> DATASET:
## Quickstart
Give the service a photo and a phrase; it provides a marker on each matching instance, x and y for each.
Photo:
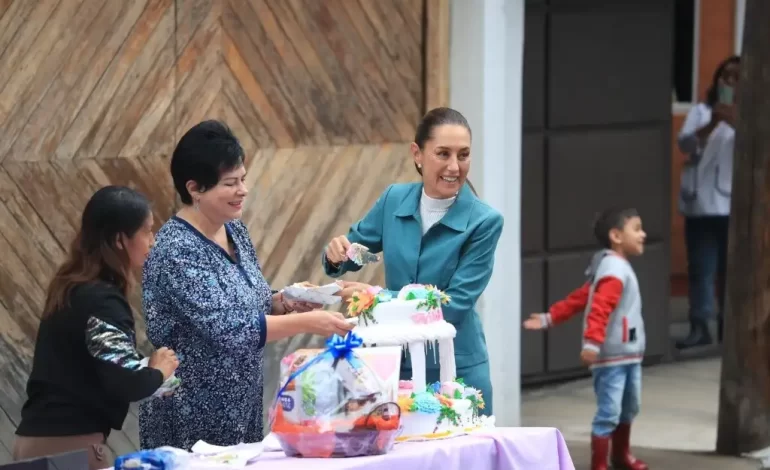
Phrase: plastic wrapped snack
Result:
(333, 404)
(360, 254)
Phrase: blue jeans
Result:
(618, 392)
(706, 239)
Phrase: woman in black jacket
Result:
(87, 370)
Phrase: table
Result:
(494, 449)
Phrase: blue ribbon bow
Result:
(337, 346)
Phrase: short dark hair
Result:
(203, 153)
(712, 94)
(612, 218)
(94, 255)
(438, 117)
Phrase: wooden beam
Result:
(436, 53)
(744, 392)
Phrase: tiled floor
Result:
(676, 428)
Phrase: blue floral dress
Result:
(210, 309)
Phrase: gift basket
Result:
(333, 404)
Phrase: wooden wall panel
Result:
(325, 97)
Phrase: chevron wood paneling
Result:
(325, 97)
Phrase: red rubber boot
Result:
(600, 450)
(621, 450)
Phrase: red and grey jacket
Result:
(612, 306)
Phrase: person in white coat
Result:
(708, 137)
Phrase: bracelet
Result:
(286, 308)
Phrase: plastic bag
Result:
(334, 405)
(158, 459)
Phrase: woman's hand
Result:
(325, 323)
(350, 287)
(165, 360)
(282, 305)
(336, 250)
(534, 322)
(588, 357)
(300, 307)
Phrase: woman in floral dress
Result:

> AIM:
Reproduce the material above verbatim, from the "## Quickstart" heading through the final line, leaving out the picture.

> TASK OUTPUT:
## Quickstart
Give the service a photo and a phrase; it provides a marker on each matching instance, x and y for each.
Photo:
Phrase: plastic wrapped snack
Result:
(333, 404)
(360, 254)
Phrase: blue jeans
Result:
(618, 392)
(706, 239)
Phrase: woman in black jacket
Result:
(87, 370)
Phrase: table
Result:
(494, 449)
Phrase: blue ribbon bow
Result:
(337, 346)
Phrase: short dark hair
Result:
(203, 153)
(712, 94)
(612, 218)
(94, 255)
(438, 117)
Phrase: wooden beam
Result:
(436, 53)
(744, 392)
Phrase: tiled floor
Result:
(676, 428)
Phrase: blue floral dress
Result:
(210, 309)
Phrase: gift basket
Result:
(333, 404)
Phrase: wooden wall panel
Result:
(325, 97)
Phrase: chevron wood paneling
Result:
(325, 97)
Phrase: red rubber boot
Result:
(600, 450)
(621, 450)
Phrase: red and grey jacket
Result:
(612, 306)
Phrase: person in white coat
Result:
(708, 137)
Phrase: bracelet
Result:
(286, 308)
Phrase: plastic bag
Result:
(334, 405)
(158, 459)
Phrase: woman's hand
Result:
(325, 323)
(350, 287)
(165, 360)
(282, 305)
(336, 250)
(534, 322)
(588, 357)
(300, 307)
Phrase: woman in floral dress
Result:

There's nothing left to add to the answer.